Selected extract:
Also, local governments in Columbus gave subsidies to help build two suburban malls within 10 miles of the downtown City Centre mall.

Salt Lake City can learn from mistakes made in Columbus, Pastore said.

In Salt Lake City, he said, city leaders should be focused less on what is going to happen on the LDS Church's two blocks and more on how the city can work to spur development, enhance public safety and increase housing density in the area around those two blocks.

While much of Tuesday's symposium focused on the church's mall redevelopment plan, experts also focused on creating vibrant downtowns in general.

To a person, the experts — Pastore, Marshal, Daniel Rosenfeld of Urban Partners, LLC, and Pamela Hamilton, senior vice president of San Diego's Centre City Development Corp. — said downtown housing was the key.

Task instructions:
(1) Answer these questions using the passage on downtown redevelopment:
(a) How close to the downtown City Centre mall were the two subsidized suburban malls in Columbus?
(b) What three things should Salt Lake City leaders work on in the area around the LDS Church's two blocks?
(c) What did the experts all say was the key?
(2) Pick up the passage on downtown redevelopment after its final sentence and keep writing in the same manner.

Extracted data:
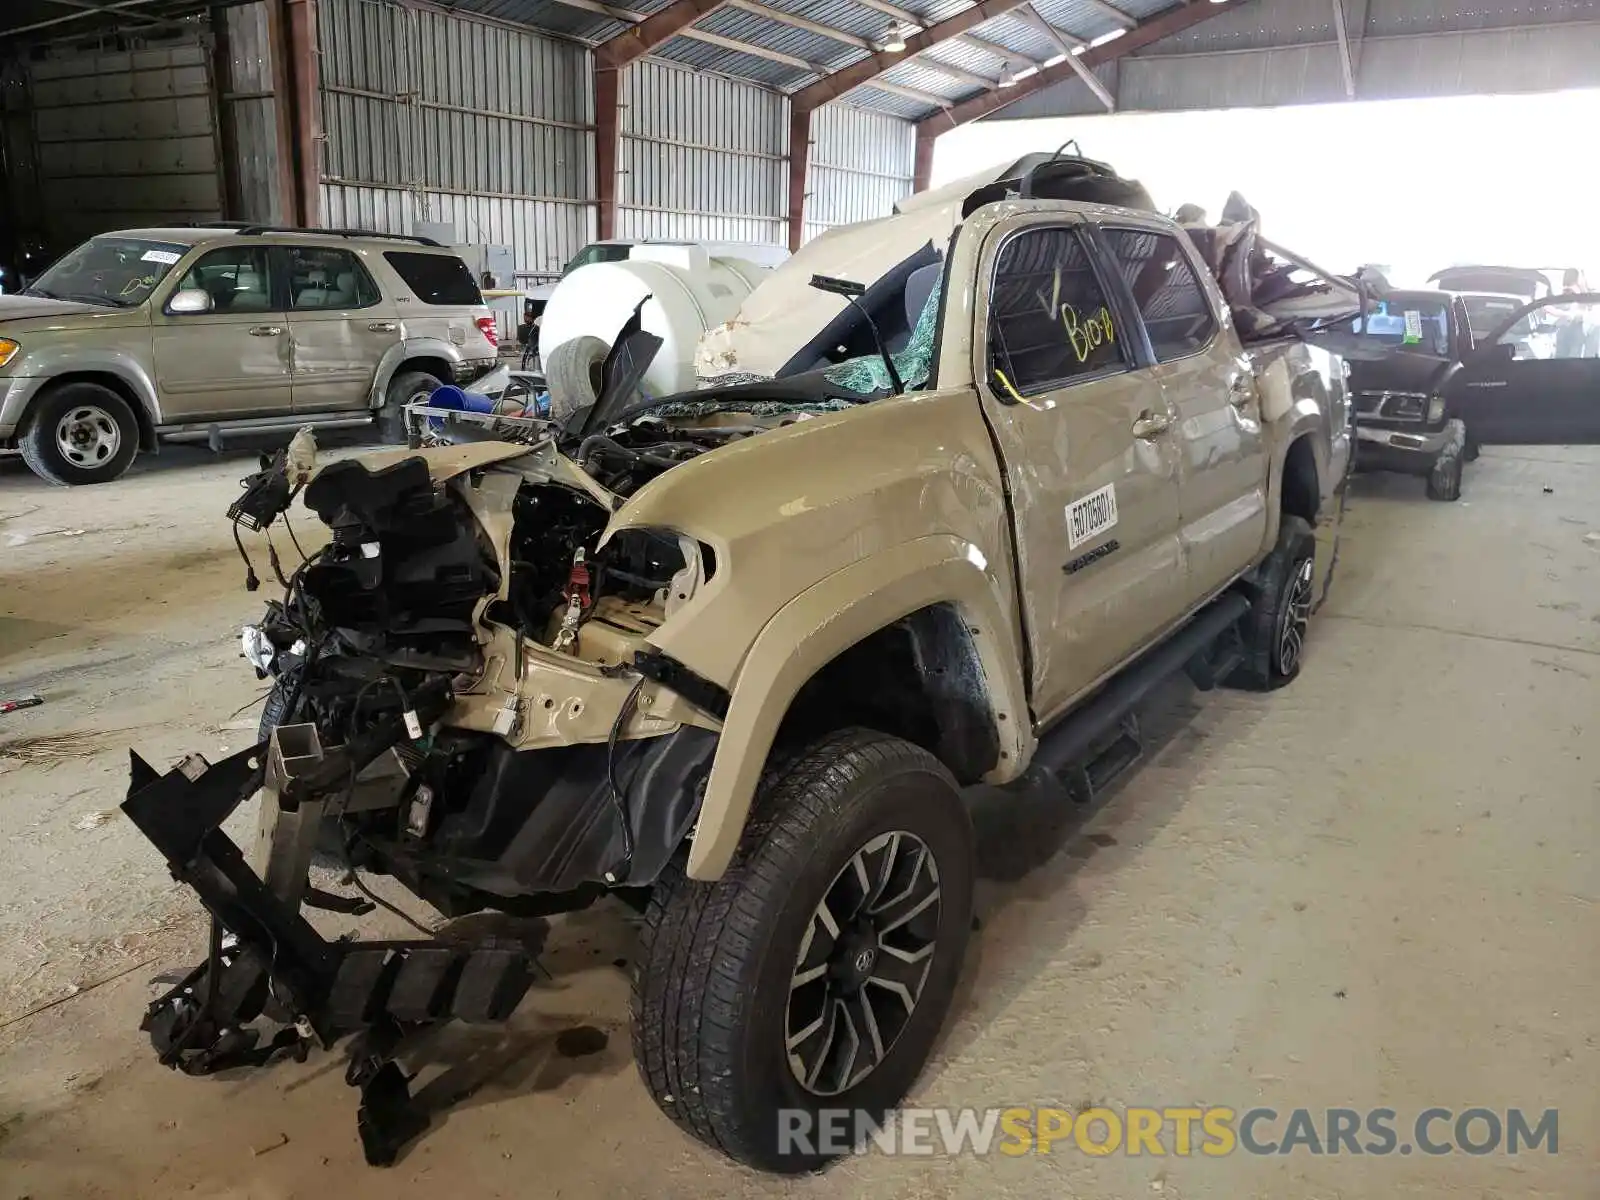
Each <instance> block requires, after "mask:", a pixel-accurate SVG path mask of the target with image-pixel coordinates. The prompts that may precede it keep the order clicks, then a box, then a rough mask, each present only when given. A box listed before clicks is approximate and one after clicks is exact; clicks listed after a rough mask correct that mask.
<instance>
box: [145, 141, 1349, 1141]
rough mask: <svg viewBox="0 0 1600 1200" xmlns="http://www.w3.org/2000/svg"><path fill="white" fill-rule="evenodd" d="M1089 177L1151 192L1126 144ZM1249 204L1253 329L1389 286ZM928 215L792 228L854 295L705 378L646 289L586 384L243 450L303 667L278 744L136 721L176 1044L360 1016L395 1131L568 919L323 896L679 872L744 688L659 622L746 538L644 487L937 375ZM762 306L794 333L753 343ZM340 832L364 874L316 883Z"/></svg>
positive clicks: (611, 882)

...

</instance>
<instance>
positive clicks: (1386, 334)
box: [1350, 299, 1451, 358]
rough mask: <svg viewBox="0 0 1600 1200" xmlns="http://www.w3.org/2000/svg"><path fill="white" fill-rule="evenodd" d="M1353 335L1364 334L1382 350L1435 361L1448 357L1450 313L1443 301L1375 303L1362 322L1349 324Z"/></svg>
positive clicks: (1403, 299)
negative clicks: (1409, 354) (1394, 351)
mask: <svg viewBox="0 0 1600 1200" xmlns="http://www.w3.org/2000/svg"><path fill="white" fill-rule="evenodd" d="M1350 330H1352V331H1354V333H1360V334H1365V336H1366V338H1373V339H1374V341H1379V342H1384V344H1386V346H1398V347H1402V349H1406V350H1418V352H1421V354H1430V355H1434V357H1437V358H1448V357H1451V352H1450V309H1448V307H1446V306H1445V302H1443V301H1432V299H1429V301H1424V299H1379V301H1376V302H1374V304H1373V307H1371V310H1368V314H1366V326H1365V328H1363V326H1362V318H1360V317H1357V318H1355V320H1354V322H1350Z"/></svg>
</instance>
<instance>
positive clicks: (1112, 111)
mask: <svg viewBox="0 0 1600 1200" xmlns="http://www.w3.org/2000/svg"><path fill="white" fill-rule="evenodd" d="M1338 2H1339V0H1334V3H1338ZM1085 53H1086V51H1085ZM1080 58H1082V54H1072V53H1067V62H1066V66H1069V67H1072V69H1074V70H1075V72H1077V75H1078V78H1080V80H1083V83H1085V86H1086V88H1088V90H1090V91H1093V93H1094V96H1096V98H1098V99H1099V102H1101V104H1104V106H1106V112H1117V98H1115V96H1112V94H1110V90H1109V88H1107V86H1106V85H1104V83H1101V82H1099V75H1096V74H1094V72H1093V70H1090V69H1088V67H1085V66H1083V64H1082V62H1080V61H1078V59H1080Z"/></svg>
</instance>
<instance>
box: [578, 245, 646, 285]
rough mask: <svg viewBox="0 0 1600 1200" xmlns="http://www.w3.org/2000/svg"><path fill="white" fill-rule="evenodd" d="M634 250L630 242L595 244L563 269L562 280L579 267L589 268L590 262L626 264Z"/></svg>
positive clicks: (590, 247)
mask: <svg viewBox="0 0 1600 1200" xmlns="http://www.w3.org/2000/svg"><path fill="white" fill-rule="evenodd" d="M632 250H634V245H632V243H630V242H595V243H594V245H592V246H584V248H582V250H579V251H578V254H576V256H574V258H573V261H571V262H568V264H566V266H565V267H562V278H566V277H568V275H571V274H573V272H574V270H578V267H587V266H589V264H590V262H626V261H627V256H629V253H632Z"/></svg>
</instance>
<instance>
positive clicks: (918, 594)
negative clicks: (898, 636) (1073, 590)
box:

Written answers:
(1)
(a) Within 10 miles.
(b) Spurring development, enhancing public safety and increasing housing density.
(c) Downtown housing.

(2)
People create vibrancy, they said. No matter how well designed and planned a downtown is, if there are no people it will fail. Many noted they were encouraged that the church's redevelopment plan calls for 900 housing units.

The experts, to a person, also labeled surface-level parking lots as vibrancy killers — and noted Salt Lake City seems to have an abundance of such parking lots. Hamilton said some cities have actually banned surface-level parking lots, and in San Diego the city mandated that all development in the city's core include housing — zoning rules that helped revitalize downtown San Diego.